RECORDS FOR PROCESSING:
## START

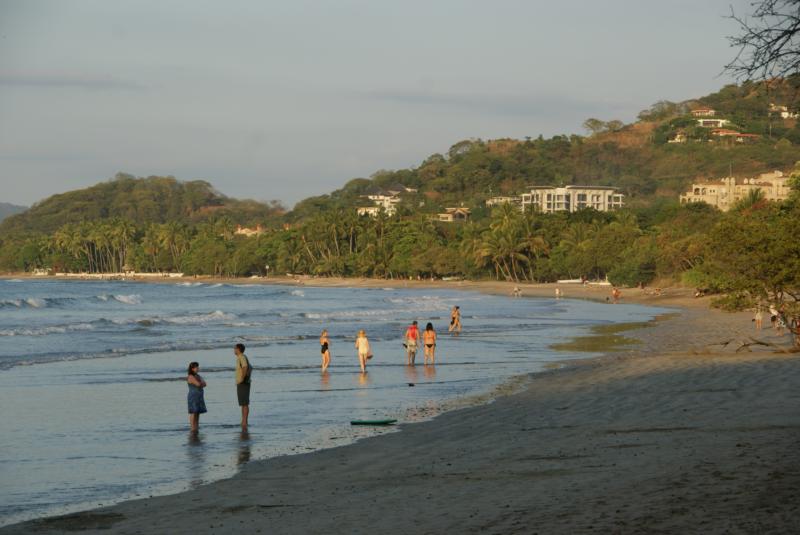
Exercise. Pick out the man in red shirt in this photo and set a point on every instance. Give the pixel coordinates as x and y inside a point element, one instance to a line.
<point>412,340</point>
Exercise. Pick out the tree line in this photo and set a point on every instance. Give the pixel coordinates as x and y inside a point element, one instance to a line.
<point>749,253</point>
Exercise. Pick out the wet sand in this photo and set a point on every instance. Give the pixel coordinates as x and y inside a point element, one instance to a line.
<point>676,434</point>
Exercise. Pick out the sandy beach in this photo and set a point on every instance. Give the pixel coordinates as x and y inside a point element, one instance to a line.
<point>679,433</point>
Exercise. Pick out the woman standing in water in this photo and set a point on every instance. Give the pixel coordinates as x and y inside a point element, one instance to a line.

## END

BRIEF: Retype all the lines above word for word, leaving out the pictures.

EXERCISE RESPONSE:
Exercise. Pick out the man in red shirt in this photo and set a point on every instance. Give the pixel coordinates as x and y inside a point element, one instance to a line.
<point>412,340</point>
Exercise. Pick out the tree line in this photo and set a point on every instance. Give the pixel coordinates as x and y inside a point element, one instance to a line.
<point>749,253</point>
Exercise. Pick out the wet sand in this photo and set a point on every instance. Give the pixel coordinates as x and y inside a point element, one instance to a line.
<point>676,434</point>
Exercise. Pick out the sandy beach in this photo and set a point on every instance. Give the pixel coordinates as x and y inside a point element, one instance to a line.
<point>679,433</point>
Exercise. Pick out the woman standing in water in this photo and set a point on every instance. Give the pixel coordinates as x and y inside a point element, one instance to a line.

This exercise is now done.